**CRÍTICA DO FILME:**
Review: O Céu da Meia-Noite

Roberto Fideli
4 min readDec 29, 2020
O Céu da Meia-Noite (Midnight Sky, EUA, 2020). Dirigido por George Clooney. Roteiro de Mark L. Smith. Duração: 1h58min.

Ficção científica ruim é feita há muitos anos, tão antiga quanto a própria história do cinema, e continua sendo feita até hoje. O que dói mais é ver a quantidade de recursos, de material humano e de dinheiro desperdiçados em obras tão rasas e prepotentes e com tão pouca inteligência.

O Céu da Meia-Noite infelizmente é um desses filmes. Dirigido e estrelado por George Clooney, e baseado no livro Good Morning, Midnight, de Lily Brooks-Dalton, o longa foi lançado direto na Netflix como o último grande blockbuster antes do Natal. Ele contém um elenco de peso: Felicity Jones, Kyle Candler,
David Oyelowo, e outros, mas os pobres coitados estão todos presos em um filme onde praticamente nada funciona.

**OBJETIVO DA TAREFA:** Reescreva o trecho da crítica do filme que começa com as palavras "Ficção científica ruim" e termina com "praticamente nada funciona.", substituindo "desperdiçados" por "jogados fora".

**INFORMAÇÕES EXIBIDAS:**
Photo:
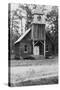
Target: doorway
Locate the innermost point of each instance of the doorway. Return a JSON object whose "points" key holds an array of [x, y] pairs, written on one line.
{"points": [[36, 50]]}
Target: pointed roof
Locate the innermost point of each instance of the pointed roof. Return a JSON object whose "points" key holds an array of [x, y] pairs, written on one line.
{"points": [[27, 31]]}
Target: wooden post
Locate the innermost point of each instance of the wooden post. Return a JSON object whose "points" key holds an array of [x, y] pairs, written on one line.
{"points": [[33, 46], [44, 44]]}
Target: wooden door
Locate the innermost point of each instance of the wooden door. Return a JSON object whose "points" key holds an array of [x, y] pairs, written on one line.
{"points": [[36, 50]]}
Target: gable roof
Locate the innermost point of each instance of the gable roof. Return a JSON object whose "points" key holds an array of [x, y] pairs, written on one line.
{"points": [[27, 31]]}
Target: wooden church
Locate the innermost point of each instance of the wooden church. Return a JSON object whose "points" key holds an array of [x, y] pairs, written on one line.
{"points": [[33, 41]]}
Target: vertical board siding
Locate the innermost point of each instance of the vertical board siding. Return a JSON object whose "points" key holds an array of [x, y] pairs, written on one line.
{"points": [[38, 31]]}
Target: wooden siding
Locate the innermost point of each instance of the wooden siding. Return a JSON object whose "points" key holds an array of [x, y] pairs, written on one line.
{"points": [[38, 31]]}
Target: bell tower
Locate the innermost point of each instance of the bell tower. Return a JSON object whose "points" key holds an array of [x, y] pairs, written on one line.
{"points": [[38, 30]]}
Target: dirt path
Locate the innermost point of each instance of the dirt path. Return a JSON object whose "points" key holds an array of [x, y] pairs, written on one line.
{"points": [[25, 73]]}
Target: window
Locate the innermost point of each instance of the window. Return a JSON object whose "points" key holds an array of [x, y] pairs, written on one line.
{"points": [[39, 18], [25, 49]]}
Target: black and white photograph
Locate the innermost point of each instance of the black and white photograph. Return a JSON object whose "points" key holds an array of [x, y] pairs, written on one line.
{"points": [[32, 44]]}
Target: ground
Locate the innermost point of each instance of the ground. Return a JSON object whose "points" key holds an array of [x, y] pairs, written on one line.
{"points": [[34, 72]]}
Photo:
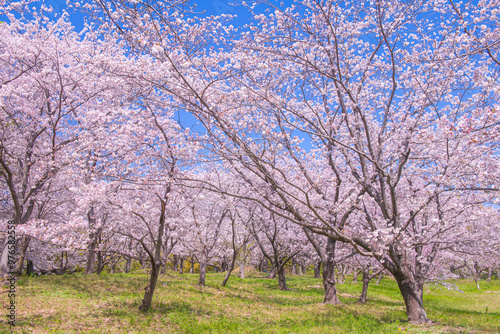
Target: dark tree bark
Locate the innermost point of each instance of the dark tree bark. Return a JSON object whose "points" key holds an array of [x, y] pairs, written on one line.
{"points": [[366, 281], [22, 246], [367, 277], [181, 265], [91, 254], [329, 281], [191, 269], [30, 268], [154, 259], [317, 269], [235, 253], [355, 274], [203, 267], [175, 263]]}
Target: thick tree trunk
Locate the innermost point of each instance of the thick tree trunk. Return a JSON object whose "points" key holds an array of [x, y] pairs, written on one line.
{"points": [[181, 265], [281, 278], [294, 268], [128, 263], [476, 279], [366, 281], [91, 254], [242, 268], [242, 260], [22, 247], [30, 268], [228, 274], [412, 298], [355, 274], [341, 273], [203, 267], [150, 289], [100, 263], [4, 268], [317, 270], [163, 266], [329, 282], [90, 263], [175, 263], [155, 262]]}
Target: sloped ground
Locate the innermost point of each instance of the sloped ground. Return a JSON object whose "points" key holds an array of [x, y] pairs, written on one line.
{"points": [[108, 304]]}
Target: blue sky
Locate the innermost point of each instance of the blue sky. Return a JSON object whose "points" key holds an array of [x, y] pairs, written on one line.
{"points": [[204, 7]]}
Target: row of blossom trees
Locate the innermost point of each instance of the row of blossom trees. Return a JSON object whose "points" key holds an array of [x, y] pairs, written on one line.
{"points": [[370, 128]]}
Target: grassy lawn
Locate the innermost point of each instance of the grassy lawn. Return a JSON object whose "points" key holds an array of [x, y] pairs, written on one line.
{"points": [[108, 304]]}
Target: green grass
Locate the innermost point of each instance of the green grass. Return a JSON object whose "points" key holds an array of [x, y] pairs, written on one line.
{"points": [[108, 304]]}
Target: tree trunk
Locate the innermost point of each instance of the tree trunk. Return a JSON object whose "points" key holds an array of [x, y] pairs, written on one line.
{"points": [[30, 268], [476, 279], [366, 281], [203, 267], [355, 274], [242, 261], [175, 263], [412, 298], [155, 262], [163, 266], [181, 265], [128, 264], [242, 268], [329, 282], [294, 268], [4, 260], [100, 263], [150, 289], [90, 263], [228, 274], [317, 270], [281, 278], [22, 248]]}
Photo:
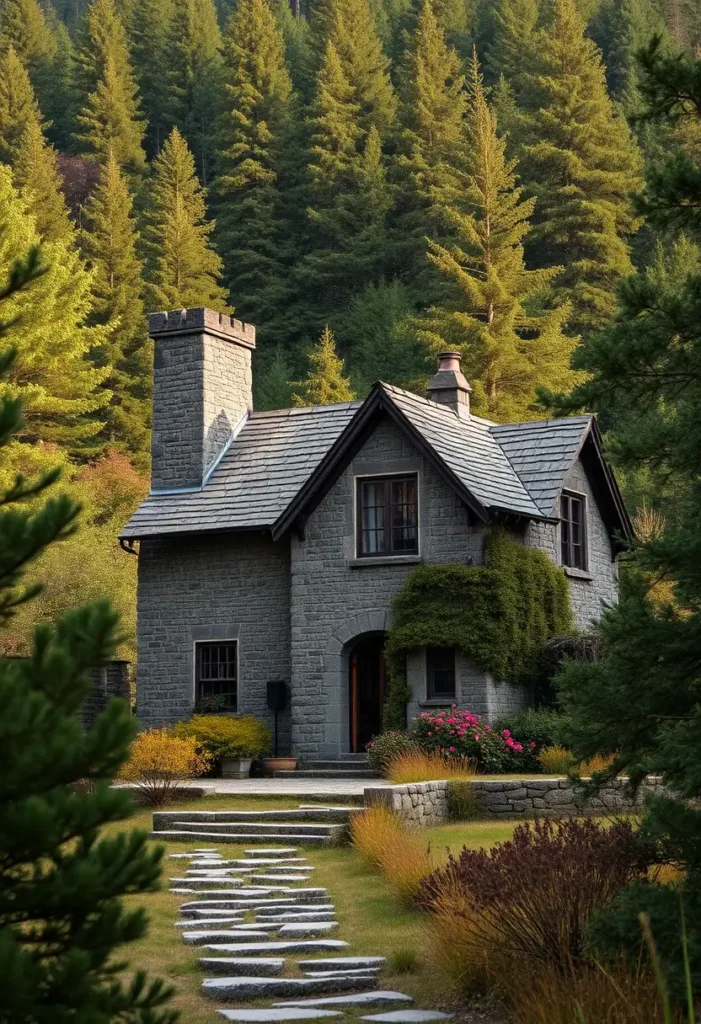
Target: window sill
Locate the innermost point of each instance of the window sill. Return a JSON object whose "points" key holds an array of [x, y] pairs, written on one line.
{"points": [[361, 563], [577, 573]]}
---
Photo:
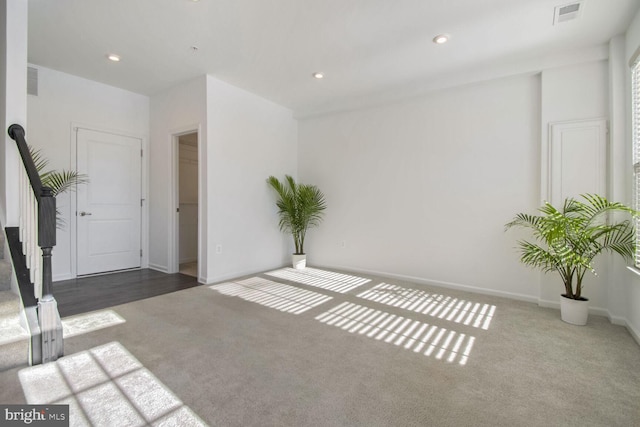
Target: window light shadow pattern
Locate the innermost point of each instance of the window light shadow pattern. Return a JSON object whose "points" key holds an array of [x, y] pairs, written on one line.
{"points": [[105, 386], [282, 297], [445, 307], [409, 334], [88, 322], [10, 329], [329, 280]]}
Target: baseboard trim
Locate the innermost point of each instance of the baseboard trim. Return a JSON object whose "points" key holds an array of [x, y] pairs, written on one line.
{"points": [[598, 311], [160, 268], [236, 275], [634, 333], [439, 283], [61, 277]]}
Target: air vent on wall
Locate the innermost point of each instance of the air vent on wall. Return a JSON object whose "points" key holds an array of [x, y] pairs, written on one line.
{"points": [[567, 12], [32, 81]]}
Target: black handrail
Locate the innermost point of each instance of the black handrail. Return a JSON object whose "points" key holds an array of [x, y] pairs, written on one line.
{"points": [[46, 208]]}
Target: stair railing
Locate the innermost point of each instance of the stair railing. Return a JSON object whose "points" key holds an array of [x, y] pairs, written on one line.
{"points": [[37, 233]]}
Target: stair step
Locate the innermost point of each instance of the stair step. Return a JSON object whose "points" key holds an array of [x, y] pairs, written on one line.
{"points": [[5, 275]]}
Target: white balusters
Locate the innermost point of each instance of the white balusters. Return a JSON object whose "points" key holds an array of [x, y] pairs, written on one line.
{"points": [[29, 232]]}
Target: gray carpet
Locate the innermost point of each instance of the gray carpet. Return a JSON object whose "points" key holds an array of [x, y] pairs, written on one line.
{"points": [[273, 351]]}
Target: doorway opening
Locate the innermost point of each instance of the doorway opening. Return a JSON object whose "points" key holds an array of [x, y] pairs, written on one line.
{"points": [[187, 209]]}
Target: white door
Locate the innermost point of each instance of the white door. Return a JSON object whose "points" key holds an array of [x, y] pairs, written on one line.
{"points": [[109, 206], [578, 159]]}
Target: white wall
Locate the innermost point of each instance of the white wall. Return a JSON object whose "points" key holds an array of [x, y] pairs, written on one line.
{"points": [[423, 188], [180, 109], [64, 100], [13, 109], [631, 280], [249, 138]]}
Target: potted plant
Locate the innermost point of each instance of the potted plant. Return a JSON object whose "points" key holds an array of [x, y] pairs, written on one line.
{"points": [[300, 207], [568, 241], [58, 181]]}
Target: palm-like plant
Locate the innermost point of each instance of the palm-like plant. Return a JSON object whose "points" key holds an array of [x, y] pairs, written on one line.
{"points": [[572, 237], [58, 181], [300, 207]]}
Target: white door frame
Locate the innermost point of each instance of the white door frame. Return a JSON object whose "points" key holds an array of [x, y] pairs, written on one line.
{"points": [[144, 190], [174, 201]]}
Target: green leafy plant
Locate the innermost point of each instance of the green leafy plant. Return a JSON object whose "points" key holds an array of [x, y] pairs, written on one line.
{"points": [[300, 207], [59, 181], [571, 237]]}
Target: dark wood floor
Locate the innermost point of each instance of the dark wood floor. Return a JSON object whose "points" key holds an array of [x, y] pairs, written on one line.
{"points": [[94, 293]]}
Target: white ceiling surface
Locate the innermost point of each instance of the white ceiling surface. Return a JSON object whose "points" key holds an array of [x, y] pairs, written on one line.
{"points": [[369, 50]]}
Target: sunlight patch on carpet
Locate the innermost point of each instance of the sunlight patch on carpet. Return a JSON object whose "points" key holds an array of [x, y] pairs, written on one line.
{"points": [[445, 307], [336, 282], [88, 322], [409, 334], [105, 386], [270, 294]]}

**RESPOSTA DO PROBLEMA:**
Ficção científica ruim é feita há muitos anos, tão antiga quanto a própria história do cinema, e continua sendo feita até hoje. O que dói mais é ver a quantidade de recursos, de material humano e de dinheiro jogados fora em obras tão rasas e prepotentes e com tão pouca inteligência.

O Céu da Meia-Noite infelizmente é um desses filmes. Dirigido e estrelado por George Clooney, e baseado no livro Good Morning, Midnight, de Lily Brooks-Dalton, o longa foi lançado direto na Netflix como o último grande blockbuster antes do Natal. Ele contém um elenco de peso: Felicity Jones, Kyle Candler,
David Oyelowo, e outros, mas os pobres coitados estão todos presos em um filme onde praticamente nada funciona.